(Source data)
※
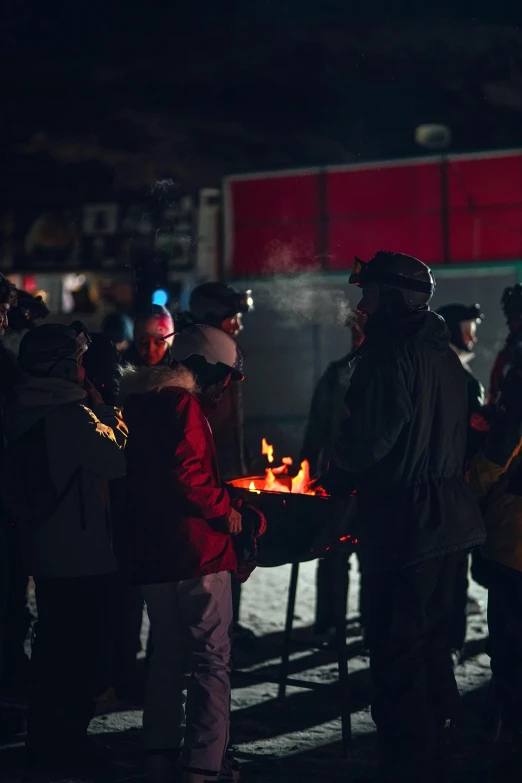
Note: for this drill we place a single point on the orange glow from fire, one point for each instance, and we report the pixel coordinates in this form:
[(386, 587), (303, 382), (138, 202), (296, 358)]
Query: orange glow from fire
[(297, 485), (252, 488), (301, 481), (267, 449)]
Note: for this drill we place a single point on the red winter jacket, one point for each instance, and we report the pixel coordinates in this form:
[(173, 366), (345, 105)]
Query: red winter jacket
[(176, 504)]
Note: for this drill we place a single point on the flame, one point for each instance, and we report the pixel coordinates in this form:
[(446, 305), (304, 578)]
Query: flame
[(301, 481), (272, 485), (267, 449), (252, 488)]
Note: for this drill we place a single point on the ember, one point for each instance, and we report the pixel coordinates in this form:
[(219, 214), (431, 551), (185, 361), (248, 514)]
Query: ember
[(278, 479)]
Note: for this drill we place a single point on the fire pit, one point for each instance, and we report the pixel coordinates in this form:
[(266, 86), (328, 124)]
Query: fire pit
[(300, 523)]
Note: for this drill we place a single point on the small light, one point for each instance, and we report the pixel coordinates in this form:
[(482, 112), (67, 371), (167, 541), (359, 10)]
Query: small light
[(160, 297)]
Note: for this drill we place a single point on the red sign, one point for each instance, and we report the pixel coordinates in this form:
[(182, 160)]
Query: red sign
[(322, 218)]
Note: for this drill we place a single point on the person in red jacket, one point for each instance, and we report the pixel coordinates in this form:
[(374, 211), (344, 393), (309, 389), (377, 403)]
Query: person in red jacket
[(181, 521)]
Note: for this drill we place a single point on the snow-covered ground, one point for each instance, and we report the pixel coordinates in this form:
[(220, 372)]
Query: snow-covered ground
[(298, 740)]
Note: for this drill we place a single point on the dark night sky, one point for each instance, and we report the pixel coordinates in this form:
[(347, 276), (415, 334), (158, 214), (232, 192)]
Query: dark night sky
[(101, 98)]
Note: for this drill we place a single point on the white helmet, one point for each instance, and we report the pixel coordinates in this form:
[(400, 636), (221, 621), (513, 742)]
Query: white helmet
[(213, 345)]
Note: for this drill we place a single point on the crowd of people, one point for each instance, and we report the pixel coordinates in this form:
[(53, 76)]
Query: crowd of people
[(117, 450)]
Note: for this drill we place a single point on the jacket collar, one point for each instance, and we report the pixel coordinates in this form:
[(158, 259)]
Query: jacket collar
[(141, 380)]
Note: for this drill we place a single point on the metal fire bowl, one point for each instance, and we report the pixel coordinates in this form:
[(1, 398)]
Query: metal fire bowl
[(299, 527)]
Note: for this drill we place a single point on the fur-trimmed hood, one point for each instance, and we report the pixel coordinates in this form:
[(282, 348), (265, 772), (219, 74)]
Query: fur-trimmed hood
[(140, 380)]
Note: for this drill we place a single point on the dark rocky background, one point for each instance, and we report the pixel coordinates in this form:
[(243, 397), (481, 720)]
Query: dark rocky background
[(99, 99)]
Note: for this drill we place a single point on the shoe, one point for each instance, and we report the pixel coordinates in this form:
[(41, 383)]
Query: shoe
[(231, 769), (163, 766), (473, 606), (457, 657), (68, 758), (243, 638)]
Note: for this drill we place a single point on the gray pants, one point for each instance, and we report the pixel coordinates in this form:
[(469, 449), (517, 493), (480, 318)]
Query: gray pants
[(187, 701)]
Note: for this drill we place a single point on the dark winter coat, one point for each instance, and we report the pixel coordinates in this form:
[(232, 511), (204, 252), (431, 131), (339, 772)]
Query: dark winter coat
[(176, 505), (403, 444), (227, 423), (131, 356), (326, 413), (478, 425)]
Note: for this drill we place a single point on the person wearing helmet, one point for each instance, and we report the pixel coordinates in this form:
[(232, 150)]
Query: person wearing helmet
[(182, 521), (220, 305), (402, 447), (510, 357), (153, 338), (26, 314), (322, 428), (118, 328), (13, 661), (462, 321), (23, 316), (63, 446)]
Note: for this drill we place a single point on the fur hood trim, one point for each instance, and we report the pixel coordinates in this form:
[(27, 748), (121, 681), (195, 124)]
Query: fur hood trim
[(140, 380)]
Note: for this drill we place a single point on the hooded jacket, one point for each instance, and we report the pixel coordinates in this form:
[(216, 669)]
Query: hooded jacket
[(177, 505), (403, 444), (496, 479), (326, 413), (76, 540)]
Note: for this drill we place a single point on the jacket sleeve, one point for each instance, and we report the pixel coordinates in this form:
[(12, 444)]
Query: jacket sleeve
[(378, 407), (504, 441), (195, 483), (317, 431), (97, 448)]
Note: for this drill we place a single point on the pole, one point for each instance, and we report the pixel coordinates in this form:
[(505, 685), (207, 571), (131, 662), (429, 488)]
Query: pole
[(444, 209), (290, 610)]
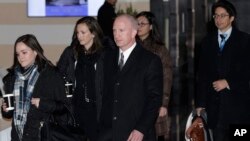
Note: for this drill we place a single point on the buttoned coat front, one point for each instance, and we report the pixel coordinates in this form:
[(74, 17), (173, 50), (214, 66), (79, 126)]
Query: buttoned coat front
[(132, 96), (229, 106)]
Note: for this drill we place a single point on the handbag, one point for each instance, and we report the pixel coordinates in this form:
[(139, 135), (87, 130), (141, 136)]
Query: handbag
[(52, 130)]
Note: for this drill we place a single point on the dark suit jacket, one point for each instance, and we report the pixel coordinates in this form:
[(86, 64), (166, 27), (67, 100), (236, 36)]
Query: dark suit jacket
[(132, 96), (233, 64)]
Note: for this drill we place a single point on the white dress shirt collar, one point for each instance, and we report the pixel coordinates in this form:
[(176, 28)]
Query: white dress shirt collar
[(126, 53)]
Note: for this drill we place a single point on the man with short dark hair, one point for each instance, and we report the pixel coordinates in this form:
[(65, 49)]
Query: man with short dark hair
[(133, 87), (224, 73)]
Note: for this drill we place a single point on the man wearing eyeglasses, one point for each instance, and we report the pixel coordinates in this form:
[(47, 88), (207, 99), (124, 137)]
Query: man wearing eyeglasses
[(224, 74)]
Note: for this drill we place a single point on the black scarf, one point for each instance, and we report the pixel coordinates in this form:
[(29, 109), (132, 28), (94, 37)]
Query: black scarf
[(85, 76)]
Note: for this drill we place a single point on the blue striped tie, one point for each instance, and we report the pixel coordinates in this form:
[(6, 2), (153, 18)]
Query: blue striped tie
[(223, 41)]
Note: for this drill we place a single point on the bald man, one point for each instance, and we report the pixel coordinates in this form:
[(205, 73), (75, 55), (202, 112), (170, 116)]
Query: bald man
[(133, 87)]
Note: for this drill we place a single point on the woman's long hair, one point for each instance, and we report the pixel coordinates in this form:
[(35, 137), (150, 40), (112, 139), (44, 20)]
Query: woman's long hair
[(95, 29), (31, 41), (154, 33)]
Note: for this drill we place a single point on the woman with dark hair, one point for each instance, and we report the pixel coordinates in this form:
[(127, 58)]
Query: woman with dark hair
[(150, 39), (81, 63), (38, 89)]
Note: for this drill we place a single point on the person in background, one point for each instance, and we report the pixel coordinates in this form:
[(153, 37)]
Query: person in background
[(149, 37), (132, 87), (106, 16), (81, 63), (37, 87), (223, 74)]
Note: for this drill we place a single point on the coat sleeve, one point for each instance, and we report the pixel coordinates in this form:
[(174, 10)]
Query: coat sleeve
[(55, 94), (154, 90)]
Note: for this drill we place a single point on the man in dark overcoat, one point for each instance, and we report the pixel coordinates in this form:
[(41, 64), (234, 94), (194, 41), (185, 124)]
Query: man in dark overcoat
[(133, 87), (224, 73)]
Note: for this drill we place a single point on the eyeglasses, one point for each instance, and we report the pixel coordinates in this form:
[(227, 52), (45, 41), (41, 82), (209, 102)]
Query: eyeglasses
[(142, 24), (222, 16)]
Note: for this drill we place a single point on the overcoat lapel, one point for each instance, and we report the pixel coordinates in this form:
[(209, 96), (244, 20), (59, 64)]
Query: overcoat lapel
[(132, 59)]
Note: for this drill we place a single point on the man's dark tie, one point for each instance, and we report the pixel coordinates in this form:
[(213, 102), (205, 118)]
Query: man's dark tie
[(223, 41), (121, 61)]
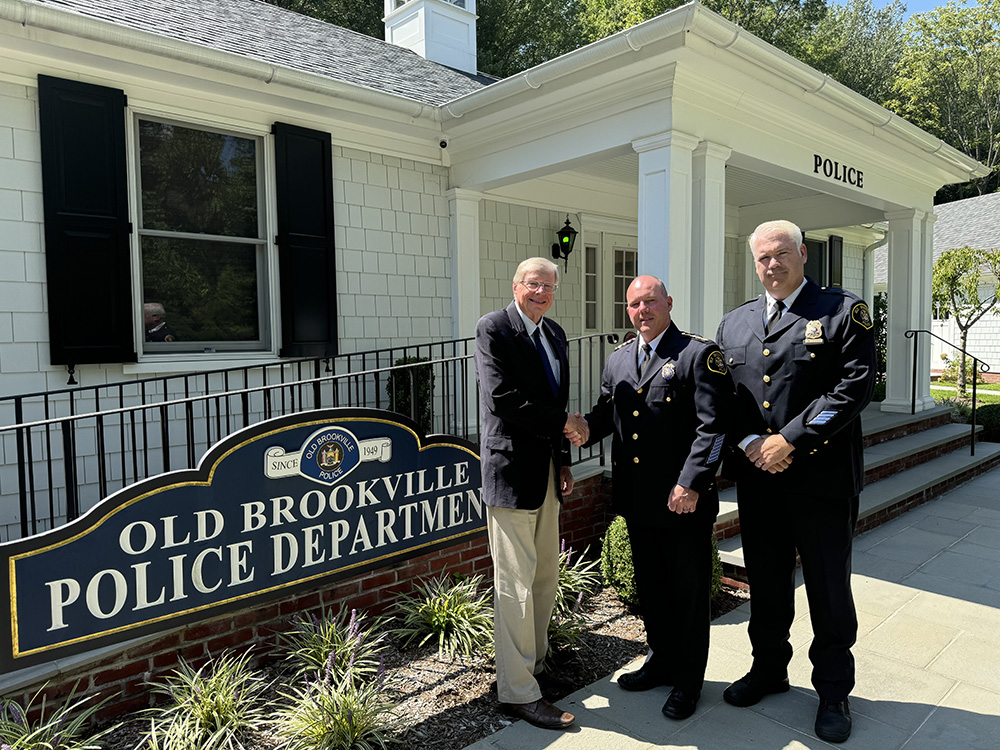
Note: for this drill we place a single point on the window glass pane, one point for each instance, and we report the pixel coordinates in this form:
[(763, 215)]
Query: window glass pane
※
Filter the entries above down to the lines that contain the word "pane".

WRITTEN SOLUTION
Note: for this drill we place a single point on the window glass pane, one point for each instance, and we report the pixel coordinates in this form:
Query: window glass pane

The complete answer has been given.